(Referring expression pointing data)
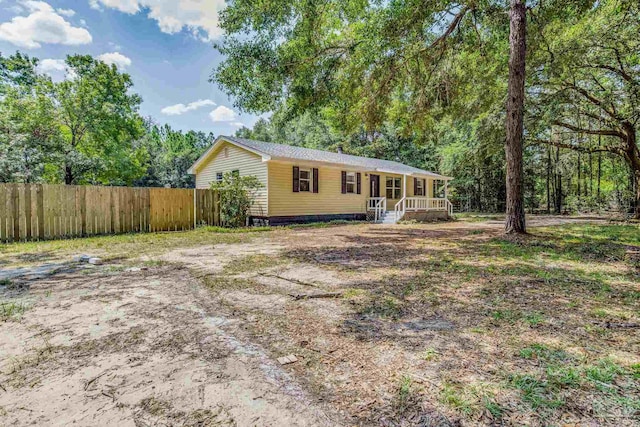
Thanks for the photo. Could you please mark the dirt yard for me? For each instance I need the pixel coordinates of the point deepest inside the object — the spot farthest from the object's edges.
(429, 325)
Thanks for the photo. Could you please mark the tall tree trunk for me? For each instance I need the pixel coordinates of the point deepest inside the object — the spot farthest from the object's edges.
(558, 184)
(579, 178)
(515, 222)
(68, 175)
(548, 180)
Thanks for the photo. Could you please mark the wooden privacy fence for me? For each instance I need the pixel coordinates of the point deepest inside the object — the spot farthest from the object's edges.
(42, 211)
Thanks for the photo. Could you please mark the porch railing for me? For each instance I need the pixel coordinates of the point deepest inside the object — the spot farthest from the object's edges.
(421, 204)
(377, 205)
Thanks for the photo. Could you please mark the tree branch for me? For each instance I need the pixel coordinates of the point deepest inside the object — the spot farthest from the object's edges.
(603, 132)
(605, 149)
(451, 28)
(593, 99)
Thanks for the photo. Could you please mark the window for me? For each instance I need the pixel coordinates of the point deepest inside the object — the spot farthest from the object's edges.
(394, 188)
(305, 180)
(351, 182)
(419, 187)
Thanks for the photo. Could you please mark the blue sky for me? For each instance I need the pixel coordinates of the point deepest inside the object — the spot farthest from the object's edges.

TASK: A faithful copy of all the data above is required, printed exactly and with no pictures.

SOLUTION BELOW:
Thanks for the photo. Could you please mark the dirt yard for me? For each instance I need the pixel coordinates of the point deepest inside the object — the spot farthest from the object's edges.
(429, 325)
Thanks for the photo. Could you please mark the tall tree trunk for me? For each instance I need the pixel coordinates of the point deepest inside the object — the spot farthest from the object's edges.
(558, 184)
(579, 178)
(515, 222)
(68, 175)
(548, 180)
Thanks for the photo. Could you please mark the wooden privacy fence for me? For each instance I need the pixel coordinates of the point deepest inside the object — the spot farthest from the object's edges.
(42, 211)
Thanks for the photo. Could you please mark the porch railing for me? For each instance I need the pixel coordinates of the point deepest inside the object — the spot farthest from the object's edges.
(421, 204)
(377, 205)
Thanks for the photo. Could you please mark the tree branch for me? For each instance I need the pixel coordinates of the point deepest inside the object — the spot farthest from the object's edges.
(603, 132)
(605, 149)
(451, 28)
(593, 99)
Thanks for the photo. Could you please mark the window for me? For each instance I need the pixel coordinates of the point deepest inside the object — the spot farthest from the object's edges.
(394, 188)
(305, 180)
(351, 182)
(419, 187)
Thanks for the photo. Could you please mark the blue sky for me? For each instance I need the pixel coordinates of the point deepest inside the object — the spot farthest from the object's edges.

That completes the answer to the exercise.